# [TASK INSTRUCTIONS]
Everything from the line containing "the front grille." through the last line of the data below is to be retyped exactly, apart from the pictures.

# [GIVEN RECORDS]
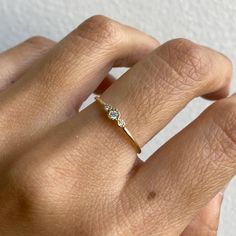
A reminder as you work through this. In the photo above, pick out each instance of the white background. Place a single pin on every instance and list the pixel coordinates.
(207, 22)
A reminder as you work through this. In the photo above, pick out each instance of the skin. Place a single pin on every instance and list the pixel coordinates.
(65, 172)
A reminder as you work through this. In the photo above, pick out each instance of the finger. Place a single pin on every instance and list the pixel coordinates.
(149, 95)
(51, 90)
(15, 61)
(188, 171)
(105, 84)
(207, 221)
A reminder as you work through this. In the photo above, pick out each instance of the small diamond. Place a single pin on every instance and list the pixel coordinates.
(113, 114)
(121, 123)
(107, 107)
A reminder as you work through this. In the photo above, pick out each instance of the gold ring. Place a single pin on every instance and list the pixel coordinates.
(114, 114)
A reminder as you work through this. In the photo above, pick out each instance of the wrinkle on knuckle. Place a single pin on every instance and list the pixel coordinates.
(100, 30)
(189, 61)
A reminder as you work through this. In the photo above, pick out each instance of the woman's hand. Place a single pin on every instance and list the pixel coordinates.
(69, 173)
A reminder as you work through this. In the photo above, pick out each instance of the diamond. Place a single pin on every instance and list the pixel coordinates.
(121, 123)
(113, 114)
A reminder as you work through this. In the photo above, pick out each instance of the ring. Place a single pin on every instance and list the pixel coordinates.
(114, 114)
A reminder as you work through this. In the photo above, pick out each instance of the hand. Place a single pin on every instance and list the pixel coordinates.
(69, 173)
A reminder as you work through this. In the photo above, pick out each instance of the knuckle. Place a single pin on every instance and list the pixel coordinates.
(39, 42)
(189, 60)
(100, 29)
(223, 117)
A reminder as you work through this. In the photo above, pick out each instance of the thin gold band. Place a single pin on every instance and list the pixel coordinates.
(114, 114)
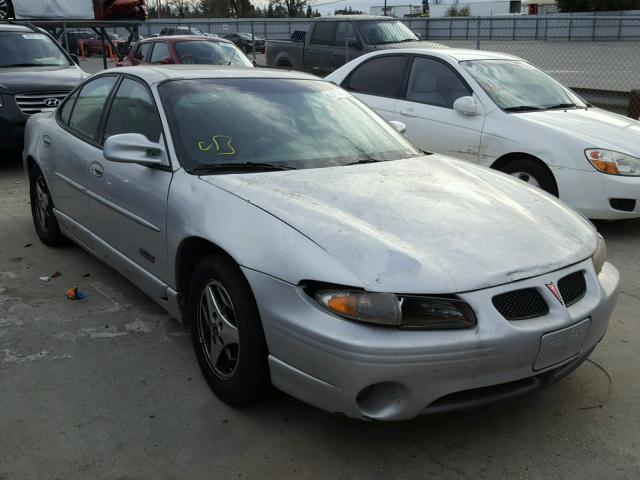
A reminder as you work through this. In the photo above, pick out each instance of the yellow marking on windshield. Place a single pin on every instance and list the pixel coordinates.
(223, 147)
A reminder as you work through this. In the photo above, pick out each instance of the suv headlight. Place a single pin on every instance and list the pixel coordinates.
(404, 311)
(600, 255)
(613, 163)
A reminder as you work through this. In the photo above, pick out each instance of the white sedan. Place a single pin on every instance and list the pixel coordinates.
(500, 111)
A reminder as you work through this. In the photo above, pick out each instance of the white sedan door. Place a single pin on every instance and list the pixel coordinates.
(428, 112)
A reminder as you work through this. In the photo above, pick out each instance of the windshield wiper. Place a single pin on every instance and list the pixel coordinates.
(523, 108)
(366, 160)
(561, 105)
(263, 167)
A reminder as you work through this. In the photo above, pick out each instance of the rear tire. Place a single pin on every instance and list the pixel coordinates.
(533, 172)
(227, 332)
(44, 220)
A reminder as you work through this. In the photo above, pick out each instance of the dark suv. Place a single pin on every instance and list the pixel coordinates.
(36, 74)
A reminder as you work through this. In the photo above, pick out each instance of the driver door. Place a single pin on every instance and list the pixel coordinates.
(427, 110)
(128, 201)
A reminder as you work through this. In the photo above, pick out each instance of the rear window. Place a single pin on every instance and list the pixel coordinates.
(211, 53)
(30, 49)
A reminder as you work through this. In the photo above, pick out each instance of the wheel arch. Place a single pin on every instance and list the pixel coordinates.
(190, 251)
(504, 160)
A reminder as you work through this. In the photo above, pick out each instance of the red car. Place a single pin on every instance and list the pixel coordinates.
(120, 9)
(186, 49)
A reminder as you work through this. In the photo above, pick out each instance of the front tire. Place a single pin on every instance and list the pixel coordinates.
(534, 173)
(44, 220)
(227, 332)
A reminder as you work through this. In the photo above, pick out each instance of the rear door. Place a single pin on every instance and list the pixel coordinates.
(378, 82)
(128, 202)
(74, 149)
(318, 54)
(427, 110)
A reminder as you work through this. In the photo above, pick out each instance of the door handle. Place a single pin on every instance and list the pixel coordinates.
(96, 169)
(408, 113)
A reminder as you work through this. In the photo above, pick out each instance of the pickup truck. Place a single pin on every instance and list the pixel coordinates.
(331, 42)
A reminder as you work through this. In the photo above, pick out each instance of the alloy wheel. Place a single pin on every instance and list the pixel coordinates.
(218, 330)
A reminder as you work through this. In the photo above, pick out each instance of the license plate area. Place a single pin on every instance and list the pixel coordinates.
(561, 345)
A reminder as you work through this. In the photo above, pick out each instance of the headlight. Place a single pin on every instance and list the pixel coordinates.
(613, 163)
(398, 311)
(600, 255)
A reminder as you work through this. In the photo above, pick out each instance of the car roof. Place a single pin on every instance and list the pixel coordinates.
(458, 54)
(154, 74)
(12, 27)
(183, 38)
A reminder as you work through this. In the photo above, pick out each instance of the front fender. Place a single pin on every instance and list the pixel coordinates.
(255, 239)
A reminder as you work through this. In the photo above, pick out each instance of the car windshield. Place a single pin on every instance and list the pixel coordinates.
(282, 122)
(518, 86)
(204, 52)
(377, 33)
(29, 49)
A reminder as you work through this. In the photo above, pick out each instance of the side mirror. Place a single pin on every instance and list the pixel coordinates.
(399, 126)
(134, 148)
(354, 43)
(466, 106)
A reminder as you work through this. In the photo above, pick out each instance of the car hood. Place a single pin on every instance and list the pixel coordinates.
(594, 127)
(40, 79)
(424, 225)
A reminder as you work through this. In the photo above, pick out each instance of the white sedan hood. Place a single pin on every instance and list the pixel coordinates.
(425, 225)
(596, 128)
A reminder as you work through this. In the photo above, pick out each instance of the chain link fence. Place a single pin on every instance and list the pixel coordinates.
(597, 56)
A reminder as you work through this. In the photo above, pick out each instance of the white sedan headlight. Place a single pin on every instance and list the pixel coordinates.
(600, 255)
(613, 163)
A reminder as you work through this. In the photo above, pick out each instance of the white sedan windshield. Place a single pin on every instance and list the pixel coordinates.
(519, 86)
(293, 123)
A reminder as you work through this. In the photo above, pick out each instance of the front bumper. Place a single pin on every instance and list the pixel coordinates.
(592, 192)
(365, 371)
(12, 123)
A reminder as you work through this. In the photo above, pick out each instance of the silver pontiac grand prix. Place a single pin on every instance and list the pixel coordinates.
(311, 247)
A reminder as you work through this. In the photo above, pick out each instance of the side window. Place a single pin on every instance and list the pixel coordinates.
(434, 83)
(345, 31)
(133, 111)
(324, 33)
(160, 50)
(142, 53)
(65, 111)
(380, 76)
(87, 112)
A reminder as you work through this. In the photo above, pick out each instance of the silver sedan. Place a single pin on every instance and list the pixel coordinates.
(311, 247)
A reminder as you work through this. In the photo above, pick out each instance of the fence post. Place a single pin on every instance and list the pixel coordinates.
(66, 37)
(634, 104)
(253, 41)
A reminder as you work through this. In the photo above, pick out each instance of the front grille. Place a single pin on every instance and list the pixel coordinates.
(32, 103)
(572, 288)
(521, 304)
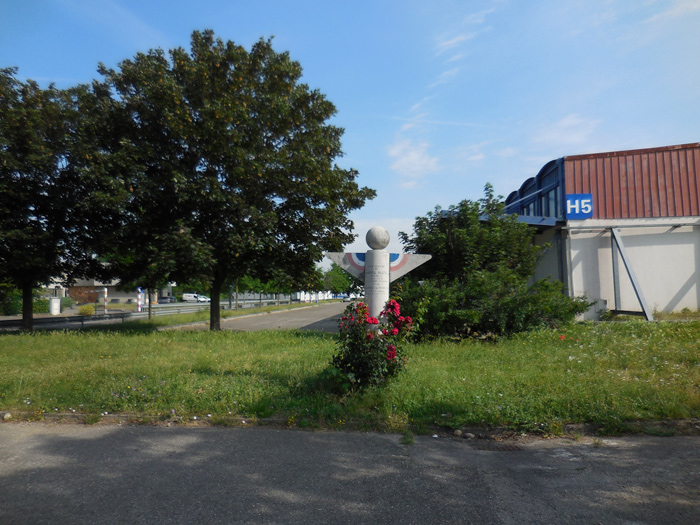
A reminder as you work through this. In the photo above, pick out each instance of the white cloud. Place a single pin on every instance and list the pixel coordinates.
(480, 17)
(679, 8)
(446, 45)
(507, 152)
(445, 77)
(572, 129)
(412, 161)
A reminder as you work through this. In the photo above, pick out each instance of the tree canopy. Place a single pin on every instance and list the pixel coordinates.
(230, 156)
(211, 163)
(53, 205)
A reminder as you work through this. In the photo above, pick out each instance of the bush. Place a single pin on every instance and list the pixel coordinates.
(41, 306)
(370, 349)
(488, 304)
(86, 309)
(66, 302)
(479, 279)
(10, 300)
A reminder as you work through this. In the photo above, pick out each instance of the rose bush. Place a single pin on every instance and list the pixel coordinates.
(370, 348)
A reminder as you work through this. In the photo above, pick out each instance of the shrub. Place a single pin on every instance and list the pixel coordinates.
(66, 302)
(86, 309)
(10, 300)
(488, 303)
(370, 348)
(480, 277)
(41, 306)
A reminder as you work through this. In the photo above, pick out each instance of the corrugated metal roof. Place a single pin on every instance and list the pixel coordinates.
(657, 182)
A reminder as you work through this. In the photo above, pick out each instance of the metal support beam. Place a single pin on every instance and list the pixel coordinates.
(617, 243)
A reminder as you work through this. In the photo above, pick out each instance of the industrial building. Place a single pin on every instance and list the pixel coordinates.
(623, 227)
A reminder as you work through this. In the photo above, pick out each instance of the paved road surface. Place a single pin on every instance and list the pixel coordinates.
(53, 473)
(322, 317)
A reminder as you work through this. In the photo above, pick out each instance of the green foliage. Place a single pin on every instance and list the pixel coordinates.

# [THE COMPLETED TASK]
A reminder as you work through this. In the photo above, pick out each instance of the front grille. Place a single pin on every instance and list the pixel coordinates.
(32, 103)
(572, 288)
(521, 304)
A reminder as you work through this. In the photo above, pick out each instance of the white cloud. Place a single pin on every instance and list the pixel coordinates.
(480, 17)
(679, 8)
(446, 45)
(507, 152)
(445, 77)
(572, 129)
(412, 161)
A reminder as you work through this. In the photo above, pick out each instance of the tree canopy. Place a single pin on every instance and list the pixel coordinates.
(230, 156)
(211, 163)
(53, 205)
A reminder as you work through this. In the photo above, pick out each instance of the bush. Place a single pin on every instance and list the pixel coordinates.
(41, 306)
(370, 349)
(488, 304)
(86, 309)
(66, 302)
(479, 279)
(10, 300)
A reminder as you work through this. In the photo above, pick out each instance of the rose bush. Place a single pin on every instance and list the pixel coordinates.
(370, 348)
A reminder as you work through this. In the photo above, pick out each instance of the shrub. Place a single pin on every instance and list the pixel coordinates.
(66, 302)
(86, 309)
(10, 300)
(488, 303)
(370, 348)
(480, 277)
(41, 306)
A reminder as you work through this. In the photo above, pick out each instance of the corrugated metal roof. Place a single pin on every instance and list the pixel coordinates.
(657, 182)
A reminder as you work through this. In the photo above, pick out each instance of the metal support beam. Place a single pin on every instance and list the pixel coordinates.
(617, 243)
A reminder as you work through this. In the photo above, pick out each instance of the industrial building. Place a single pin on every instance and list the pixel coordinates.
(623, 227)
A reminder as you work through this. In the photo above, pick out each instance of the paved road surface. Place a single pin on every instance and list the pixel coordinates.
(53, 473)
(322, 317)
A reminder as you work through this. In the photo above, pick out each instance of the green foliage. Place a single pin on every instance and list the pixel coordinates.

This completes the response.